So, I procrastinate a lot, and it can get very bad, and I am traditionally in a state of constant last minute panic. Does anyone have any suggestions on how I should tell my self not to.

Thanks

Posted

I use this when I should be working:

 

https://addons.mozilla.org/en-US/firefox/addon/leechblock/

 

There are similar extensions for Chrome. Block yourself from all the interesting websites and you might find that work is the most appealing thing to do.

 

For the first few weeks I found myself visiting progressively more and more boring websites as I blocked myself from the good ones, until eventually it just wasn't worth the effort and I got work done instead.

Posted

I'll tell you tomorrow.

You got me there...dry.png

 

I use this when I should be working:

 

https://addons.mozilla.org/en-US/firefox/addon/leechblock/

 

There are similar extensions for Chrome. Block yourself from all the interesting websites and you might find that work is the most appealing thing to do.

 

For the first few weeks I found myself visiting progressively more and more boring websites as I blocked myself from the good ones, until eventually it just wasn't worth the effort and I got work done instead.

I was talking in general.

 

Like last night, I promised myself that I would do my math when I woke up, but somehow I justified a reason for not doing it. I did it during break, and got a 100 on it, so that justified my opinion even more. But there is somethings, like I "forgot" to study for my English vocab test, and I know I totally failed it.doh.gif And midterms are coming up and I have to know 80 old english words that I never have even used that are on average 20 letters long, and don't sound like how they are said.eek.gif

Posted

I've learned never to promise myself that I'll do something, 'when I wake up,' because invariably I will wake up and my bed will be even more comfortable than it was when I went to sleep and sleep will seem like an infinitely better thing to do. One day I hope to reverse my attitudes in the morning vs. when I am supposed to go to sleep.

 

I am terrible at procrastinating. Most of my assignment work at uni was done on the occasional wave of motivation and inspiration. I got a tonne of work done during those hours, but they weren't as often as they should have been. During my honours year I managed to surprise myself by having my research proposal and thesis written weeks in advance of their due date. I think the major difference for me was that I was genuinely interested in what I was doing and found it much easier to want to research and write about it, whereas a large portion of my undergraduate coursework was not very interesting for me. During my years in high school I was not allowed access to the internet or simply didn't have it, TV was restricted (and not appealing to me anyway) and I didn't have a phone that I actually used until my final year. I really didn't have anything better to do except read (which I did a lot of) and all of my work was done well ahead of time as a result. Of course, this doesn't help you at all since you clearly do have access to these things and honestly, nothing I say *could* really help you (especially as far as English is concerned), since I haven't managed to figure out how to fix it yet either. Maybe next week.

Posted

When I was in school I was a terrible procrastinator and left all my major homework assignments to the last minute, often working until 4am to get them done. This was a terrible way to work, reflected in my results and I could have done a lot better than just scraping by as I was doing.

 

I went to university a little later than most, in my early twenties, having worked in office jobs for three years. At university I was much more organised, did my work on time and got practically straight As. I don't know if I learned organisational skills on the job or if I was just a bit more mature by then (I suspect it was both).

Dataset excerpt

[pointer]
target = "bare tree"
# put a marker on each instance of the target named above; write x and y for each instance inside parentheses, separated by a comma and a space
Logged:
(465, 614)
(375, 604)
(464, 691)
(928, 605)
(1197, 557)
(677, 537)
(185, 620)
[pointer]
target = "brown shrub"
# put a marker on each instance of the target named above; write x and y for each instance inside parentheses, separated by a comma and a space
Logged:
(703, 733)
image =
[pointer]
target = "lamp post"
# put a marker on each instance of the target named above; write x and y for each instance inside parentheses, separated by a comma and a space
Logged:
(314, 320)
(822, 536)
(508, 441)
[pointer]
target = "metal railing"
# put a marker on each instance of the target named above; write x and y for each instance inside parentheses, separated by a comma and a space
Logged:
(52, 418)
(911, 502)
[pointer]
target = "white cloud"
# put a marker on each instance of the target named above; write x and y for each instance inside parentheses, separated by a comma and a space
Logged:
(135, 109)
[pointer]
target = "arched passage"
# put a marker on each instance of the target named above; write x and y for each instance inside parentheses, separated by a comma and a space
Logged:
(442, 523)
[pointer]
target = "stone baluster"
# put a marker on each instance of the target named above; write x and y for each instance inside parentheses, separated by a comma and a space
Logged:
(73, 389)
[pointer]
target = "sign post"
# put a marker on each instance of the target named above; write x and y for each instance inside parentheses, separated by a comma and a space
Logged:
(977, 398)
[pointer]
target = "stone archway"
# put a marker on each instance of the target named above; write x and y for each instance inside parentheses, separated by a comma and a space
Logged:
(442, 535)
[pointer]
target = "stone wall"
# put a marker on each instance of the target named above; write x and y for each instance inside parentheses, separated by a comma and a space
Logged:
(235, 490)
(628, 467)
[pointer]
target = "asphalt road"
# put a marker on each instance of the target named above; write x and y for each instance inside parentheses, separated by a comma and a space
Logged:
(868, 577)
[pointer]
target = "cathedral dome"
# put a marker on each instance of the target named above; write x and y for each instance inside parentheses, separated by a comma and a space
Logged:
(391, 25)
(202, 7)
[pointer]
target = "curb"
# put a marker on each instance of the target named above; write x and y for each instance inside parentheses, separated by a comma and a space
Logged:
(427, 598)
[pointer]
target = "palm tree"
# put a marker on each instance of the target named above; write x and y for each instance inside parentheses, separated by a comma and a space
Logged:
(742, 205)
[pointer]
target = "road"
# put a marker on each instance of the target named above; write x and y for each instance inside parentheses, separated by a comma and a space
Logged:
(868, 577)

What you will do:
(a) List every line in the records that contains the string "stone". Treat the match as case-sensitive.
(b) Write what comes next in the forum thread about procrastination, starting right after its final sentence.

Answers in order:
(a)
target = "stone baluster"
target = "stone archway"
target = "stone wall"

(b)
I'm very much a believer in habit. I think we can develop good or bad habits, and the more we behave in a certain way the more we entrench those habits. I think working in offices got me into the habit of getting things done on time so time management really was second nature to me by then.

 

Breaking bad habits and devloping good ones takes a little effort but its certainly achievable. I think the key really is the thoughts you have about the task you want to achieve. Instead of sitting down and thinking, I must do X, on I'll just do Y first, oh bother now it's late, I'll do X tomorrow. Instead say I must do X, right let's do X and don't let Y even come into your head. Also they say visualizung yourself doing something makes you more likely to do it. I don't know the science behind that but have certainly found it's true for me. If I know I ought to be mopping the floor and I'm sitting down watching TV, sometime all I need to do is tell myself to do it, then picture myself doing it, and then I'm doing it.

 

Also planning in advance can help. If you set aside time (maybe a day or two ahead) to do the task, and keep thinking to yourself, right wednedsday evening before dinner (or whatever) is the time I'm going to do X, then you will have reinforced the idea in your own mind and it may help you to stick to it.

 

Or you could create a timetable for yourslef and keep reinforcing in your mind the items in it. Changing ingrained behaviour won't happen overnight but hopefully you can take small steps to get where you want to be.

 

Good luck

Posted

The most effective thing I ever did to prevent myself from procrastinating? Find something else I needed to do but didn't want to, and use doing the work I needed to get done as an excuse to avoid doing the other work I needed to get done.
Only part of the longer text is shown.